▶ _Page_
It's only a hobby to me so I sometimes perform task to learn the outcome.
 
I have never understood why people think they need to purge more keg volume (with a single fermentation) than the volume of beer that is being produced by the fermentation.
I sometimes purge two five gallon kegs from one five gallon ferment - one for dry hopping and one for serving - but only if the beer I'm fermenting is "big" enough to give me confidence that I can get away with it based on your analysis.
 
@doug293cz and now I'm very concerned about my last two brews. I'm not too concerned about a slight amount of o2 being in with the Co2 in the purged keg as while filling the kegs with beer it also pushes out o2. From my understanding Co2 is considerably heavier than o2. Therefore any remaining o2 shoud be pushed out during the fill. But, and it's a big but, I used the 40 psi of Co2 that I captured in the Co2 bottle to carbonate a pale ale and a lager. I'm reluctant to sample those in fear that I screwed them up. And it's bad enough to screw up a pale ale but I'm really gonna be disappointed if the lager is affected. And it's a mild lawn mower beer that took over a month to ferment out and cold crash. I guess I need to taste them.

▶ _Listed entries_
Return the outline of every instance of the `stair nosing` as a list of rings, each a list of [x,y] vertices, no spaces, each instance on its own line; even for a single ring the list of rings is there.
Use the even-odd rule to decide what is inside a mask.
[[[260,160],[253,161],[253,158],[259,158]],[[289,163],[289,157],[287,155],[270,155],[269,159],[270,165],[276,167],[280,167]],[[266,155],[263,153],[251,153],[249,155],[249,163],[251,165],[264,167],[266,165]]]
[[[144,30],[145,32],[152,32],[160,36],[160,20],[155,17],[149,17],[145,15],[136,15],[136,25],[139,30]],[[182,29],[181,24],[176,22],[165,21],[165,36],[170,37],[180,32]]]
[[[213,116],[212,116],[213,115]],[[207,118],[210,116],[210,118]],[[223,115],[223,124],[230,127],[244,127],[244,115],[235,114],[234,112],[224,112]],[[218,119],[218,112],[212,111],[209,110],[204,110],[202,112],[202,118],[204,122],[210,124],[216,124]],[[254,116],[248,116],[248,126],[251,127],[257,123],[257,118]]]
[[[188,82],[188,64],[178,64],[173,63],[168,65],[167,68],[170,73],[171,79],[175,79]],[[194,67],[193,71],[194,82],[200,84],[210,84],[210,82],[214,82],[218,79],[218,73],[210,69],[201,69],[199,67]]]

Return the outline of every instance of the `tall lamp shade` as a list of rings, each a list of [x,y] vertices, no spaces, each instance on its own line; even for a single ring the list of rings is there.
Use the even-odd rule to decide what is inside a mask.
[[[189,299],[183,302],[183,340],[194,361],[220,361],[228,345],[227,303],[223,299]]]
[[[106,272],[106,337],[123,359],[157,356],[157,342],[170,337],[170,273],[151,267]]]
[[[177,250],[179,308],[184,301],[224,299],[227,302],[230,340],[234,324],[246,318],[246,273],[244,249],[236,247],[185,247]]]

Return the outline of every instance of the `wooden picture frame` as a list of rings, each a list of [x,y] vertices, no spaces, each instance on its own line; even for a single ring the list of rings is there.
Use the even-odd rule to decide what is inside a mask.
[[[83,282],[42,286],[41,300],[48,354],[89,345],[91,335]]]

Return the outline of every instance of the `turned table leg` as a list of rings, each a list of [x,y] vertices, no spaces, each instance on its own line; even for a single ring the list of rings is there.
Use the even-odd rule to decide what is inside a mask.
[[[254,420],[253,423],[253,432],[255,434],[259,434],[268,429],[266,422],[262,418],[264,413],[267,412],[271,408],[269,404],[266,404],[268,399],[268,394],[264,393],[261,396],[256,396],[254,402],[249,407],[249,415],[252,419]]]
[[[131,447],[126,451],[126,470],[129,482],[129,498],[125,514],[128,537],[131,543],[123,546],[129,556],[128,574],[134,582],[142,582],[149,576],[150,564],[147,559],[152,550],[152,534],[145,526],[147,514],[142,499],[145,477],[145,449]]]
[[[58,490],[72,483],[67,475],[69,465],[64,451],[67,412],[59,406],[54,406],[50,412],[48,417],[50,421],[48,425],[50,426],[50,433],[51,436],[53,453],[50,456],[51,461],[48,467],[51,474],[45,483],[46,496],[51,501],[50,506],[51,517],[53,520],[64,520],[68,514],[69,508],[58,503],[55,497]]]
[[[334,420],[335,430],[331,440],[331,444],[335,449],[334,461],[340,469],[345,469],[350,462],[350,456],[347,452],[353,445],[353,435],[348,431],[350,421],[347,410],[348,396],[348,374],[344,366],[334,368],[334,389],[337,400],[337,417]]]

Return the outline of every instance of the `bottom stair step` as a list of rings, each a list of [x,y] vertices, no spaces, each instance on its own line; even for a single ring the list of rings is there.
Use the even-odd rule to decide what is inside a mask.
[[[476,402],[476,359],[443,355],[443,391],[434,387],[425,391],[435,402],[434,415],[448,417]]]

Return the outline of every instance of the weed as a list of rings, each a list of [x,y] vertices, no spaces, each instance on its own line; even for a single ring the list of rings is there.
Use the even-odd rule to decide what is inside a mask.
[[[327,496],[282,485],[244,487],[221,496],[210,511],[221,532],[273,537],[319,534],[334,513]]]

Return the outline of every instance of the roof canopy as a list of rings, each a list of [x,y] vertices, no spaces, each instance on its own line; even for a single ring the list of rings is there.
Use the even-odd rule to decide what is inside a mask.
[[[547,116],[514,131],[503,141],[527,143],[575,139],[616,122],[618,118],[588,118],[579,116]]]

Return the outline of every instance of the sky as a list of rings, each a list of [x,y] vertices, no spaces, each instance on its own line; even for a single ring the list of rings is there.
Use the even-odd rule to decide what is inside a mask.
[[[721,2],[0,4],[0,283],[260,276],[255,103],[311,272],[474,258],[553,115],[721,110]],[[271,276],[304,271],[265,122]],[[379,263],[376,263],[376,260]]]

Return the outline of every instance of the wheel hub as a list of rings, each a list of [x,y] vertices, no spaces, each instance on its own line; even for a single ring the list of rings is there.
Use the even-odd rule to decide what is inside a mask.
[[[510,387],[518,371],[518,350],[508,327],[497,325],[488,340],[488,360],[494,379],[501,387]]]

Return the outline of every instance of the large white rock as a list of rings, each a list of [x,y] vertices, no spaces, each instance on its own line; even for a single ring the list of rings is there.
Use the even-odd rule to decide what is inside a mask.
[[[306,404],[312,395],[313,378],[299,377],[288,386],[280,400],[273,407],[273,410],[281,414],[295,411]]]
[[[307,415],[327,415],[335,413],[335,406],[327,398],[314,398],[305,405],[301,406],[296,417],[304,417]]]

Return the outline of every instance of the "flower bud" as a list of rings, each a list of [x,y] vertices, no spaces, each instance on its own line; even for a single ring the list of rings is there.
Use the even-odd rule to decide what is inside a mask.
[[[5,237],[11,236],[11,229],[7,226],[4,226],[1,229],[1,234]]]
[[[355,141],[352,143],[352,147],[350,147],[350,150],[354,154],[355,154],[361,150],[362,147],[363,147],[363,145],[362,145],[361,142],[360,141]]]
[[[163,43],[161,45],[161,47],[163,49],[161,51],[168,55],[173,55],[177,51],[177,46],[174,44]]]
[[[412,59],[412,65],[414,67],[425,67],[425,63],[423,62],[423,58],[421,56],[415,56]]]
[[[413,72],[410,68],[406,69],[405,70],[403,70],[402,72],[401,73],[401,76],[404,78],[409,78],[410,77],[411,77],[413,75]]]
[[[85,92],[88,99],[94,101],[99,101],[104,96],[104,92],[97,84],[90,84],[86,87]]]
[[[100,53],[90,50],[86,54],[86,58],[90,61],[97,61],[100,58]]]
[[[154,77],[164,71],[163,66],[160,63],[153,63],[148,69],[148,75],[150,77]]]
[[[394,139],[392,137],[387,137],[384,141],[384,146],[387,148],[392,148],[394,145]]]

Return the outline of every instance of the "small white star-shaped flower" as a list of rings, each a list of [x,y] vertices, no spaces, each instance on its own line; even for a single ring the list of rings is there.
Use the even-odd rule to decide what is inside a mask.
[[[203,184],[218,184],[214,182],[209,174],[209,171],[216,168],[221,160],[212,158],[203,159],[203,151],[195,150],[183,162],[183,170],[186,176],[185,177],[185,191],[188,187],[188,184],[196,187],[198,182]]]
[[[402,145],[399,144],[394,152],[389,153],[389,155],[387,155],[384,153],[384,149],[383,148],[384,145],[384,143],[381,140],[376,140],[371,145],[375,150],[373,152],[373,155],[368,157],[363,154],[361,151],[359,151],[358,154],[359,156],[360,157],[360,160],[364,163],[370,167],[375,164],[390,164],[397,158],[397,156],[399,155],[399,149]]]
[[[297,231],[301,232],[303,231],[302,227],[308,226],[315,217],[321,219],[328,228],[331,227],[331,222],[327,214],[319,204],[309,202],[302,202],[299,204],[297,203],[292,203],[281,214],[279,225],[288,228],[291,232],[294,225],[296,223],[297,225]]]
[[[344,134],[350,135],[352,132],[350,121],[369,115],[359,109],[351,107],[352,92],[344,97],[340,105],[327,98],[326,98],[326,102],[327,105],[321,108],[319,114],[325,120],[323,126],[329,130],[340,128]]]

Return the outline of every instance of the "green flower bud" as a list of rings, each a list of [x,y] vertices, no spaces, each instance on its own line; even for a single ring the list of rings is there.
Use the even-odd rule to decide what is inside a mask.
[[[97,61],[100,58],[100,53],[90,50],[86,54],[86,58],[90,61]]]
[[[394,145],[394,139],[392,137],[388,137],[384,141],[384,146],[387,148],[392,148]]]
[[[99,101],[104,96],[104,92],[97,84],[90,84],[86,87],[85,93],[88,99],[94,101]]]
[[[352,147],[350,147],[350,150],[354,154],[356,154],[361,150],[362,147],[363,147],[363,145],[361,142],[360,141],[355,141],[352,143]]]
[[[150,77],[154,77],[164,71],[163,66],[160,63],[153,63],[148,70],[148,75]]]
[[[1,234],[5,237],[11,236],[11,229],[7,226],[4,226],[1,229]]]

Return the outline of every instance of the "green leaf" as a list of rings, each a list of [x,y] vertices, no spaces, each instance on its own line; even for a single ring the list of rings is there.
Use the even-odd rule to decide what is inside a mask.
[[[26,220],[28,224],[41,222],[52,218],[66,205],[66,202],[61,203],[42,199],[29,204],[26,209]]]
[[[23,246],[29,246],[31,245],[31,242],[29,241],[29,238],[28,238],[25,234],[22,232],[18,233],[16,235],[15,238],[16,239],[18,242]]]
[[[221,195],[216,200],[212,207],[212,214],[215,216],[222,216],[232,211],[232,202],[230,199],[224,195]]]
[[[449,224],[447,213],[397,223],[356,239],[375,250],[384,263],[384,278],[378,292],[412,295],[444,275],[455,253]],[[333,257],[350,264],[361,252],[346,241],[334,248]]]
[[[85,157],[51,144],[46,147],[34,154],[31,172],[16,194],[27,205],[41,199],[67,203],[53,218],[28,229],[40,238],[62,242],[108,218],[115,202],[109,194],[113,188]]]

▶ _Objective 1_
Answer these questions about the keg-purging discussion:
(a) How many kegs are sometimes purged from one five gallon ferment, and what is each one for?
(b) At what pressure was the captured CO2 that was used to carbonate two beers?
(c) How long did the lager take to ferment out and cold crash?
▶ _Objective 2_
Proceed with the keg-purging discussion, starting after its last sentence.
The listing comes from a different source than the text.

▶ _Written response 1_
(a) Two five gallon kegs: one for dry hopping and one for serving.
(b) 40 psi.
(c) Over a month.

▶ _Written response 2_
Oh, and fortunately I always use a blow off at the tail end of all processes. I'm keeping my fingers crossed.
 
If the gas goes from the second keg to a blow off jar then you're quite likely getting adequate purging. Unless it's a very low ABV beer.

I don't believe that is an adequate criteria, even if starting with liquid filled kegs. At the start of fermentation, the fermenter headspace is ~100% air. If you just get to the point where all of the liquid has been pushed out of all the attached kegs, then all of the air that was in the fermenter headspace is still in the kegs plus any residual in the fermenter headspace.

Brew on :mug:
 
I don't believe that is an adequate criteria, even if starting with liquid filled kegs. At the start of fermentation, the fermenter headspace is ~100% air. If you just get to the point where all of the liquid has been pushed out of all the attached kegs, then all of the air that was in the fermenter headspace is still in the kegs plus any residual in the fermenter headspace.

Brew on :mug:
I forgot to mention, I always wait until day 2 of fermentation to purge off of it. This perticular batch was a pale ale with a OG of 1.050 that finished at 1.010.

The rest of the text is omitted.